>>>>
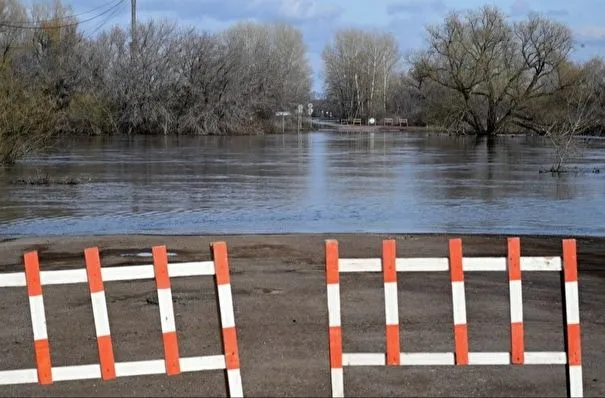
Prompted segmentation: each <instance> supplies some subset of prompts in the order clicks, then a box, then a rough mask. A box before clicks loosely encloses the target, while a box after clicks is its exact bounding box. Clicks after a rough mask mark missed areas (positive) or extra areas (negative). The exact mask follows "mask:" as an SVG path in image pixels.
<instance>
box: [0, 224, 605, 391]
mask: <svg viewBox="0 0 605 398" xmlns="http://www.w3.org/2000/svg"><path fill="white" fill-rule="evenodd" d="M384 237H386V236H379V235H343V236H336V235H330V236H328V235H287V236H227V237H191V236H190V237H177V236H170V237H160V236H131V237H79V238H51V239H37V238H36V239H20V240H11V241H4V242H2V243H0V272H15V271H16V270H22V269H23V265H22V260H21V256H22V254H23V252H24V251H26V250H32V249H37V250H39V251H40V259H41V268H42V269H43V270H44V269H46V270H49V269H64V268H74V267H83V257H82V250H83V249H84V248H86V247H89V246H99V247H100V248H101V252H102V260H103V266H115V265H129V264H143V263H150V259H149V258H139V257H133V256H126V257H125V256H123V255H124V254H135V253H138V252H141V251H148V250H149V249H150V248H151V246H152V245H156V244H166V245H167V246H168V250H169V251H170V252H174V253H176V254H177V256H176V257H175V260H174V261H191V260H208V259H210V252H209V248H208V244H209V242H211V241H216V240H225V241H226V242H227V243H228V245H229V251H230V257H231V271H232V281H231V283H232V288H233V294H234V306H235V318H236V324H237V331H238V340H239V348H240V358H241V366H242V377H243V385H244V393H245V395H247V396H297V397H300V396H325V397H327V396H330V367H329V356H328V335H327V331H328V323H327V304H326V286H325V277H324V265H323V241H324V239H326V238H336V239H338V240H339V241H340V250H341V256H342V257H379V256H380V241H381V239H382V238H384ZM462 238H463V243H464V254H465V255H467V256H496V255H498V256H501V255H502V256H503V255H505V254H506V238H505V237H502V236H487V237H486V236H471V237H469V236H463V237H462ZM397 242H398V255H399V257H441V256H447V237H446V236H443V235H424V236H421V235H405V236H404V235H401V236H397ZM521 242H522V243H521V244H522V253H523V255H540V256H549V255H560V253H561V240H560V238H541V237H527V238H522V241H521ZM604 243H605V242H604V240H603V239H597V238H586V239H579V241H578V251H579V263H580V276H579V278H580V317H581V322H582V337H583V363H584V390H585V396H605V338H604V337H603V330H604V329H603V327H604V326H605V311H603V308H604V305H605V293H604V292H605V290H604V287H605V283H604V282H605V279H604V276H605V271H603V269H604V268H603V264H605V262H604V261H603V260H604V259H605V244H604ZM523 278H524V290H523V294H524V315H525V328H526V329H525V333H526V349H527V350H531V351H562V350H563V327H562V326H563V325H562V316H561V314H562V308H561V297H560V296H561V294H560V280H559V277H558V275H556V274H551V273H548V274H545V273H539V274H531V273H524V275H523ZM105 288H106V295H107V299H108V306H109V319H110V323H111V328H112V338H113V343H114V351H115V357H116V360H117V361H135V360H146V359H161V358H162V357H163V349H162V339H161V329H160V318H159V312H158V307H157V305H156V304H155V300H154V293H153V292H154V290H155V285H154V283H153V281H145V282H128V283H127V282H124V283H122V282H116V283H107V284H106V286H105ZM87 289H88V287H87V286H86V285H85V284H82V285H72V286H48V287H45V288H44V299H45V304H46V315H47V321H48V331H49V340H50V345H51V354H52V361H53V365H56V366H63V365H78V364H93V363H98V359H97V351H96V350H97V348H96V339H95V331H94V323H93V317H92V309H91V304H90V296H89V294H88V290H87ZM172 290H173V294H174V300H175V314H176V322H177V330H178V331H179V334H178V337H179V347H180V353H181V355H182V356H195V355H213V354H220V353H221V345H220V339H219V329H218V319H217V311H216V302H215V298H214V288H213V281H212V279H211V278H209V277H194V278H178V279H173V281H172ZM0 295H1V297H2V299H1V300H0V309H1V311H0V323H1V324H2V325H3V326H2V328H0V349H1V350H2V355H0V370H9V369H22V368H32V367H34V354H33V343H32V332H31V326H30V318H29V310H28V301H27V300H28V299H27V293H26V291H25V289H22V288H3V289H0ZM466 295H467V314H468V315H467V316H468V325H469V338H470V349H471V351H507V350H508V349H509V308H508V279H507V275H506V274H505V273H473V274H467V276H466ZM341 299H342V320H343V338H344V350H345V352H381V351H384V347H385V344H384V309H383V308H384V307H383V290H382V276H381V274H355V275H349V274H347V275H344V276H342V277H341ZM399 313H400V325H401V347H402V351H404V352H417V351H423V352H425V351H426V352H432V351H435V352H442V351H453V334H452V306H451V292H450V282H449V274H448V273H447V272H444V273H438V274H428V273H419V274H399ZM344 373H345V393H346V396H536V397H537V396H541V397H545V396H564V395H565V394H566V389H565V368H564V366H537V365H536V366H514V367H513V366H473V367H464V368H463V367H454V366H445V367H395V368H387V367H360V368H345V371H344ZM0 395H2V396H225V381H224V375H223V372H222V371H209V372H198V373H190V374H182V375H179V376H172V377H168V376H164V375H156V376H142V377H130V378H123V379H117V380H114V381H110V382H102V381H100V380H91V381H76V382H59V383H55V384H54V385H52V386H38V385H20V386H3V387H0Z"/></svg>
<<<<
>>>>
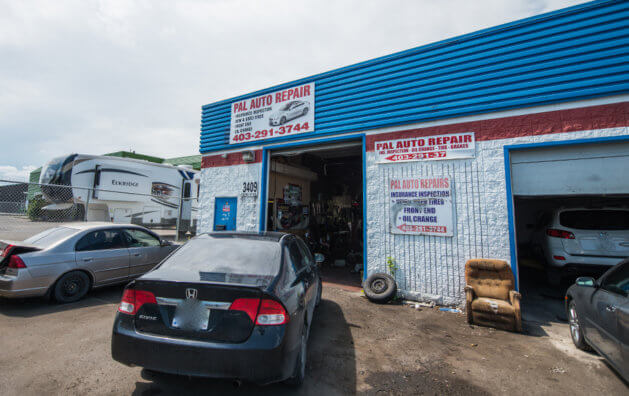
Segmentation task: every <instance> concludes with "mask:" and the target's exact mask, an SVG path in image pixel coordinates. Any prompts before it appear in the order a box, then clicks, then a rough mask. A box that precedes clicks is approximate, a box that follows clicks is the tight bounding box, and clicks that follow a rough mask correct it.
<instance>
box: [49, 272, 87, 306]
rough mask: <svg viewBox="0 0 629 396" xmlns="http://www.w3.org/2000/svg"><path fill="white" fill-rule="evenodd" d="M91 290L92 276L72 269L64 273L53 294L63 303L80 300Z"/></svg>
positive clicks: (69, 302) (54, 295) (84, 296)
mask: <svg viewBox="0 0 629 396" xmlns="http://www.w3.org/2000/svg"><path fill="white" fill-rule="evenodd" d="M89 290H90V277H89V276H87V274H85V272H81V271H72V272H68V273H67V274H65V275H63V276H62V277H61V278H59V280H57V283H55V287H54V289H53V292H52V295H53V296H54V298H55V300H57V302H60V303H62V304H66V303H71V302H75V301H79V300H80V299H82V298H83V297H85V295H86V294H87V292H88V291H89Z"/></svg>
<<<<
Task directions: Arrange the lines from the one containing "Prompted segmentation: each" through the one containing "box: [0, 224, 605, 391]", inclusive, as a numbered list, omitting any blank lines.

Solution to this problem:
1. Prompted segmentation: each <instance> supplies some subset of prompts in the order clicks, then a box, then a rough mask. A box before clicks loosely encloses the target, while a box after clicks is its exact bounding box. Clicks after a rough mask mark missed areas (positive) or extra areas (negative). The exact mask follows "mask:" as an SVG path in image pixels.
2. <instance>
3. box: [0, 224, 605, 391]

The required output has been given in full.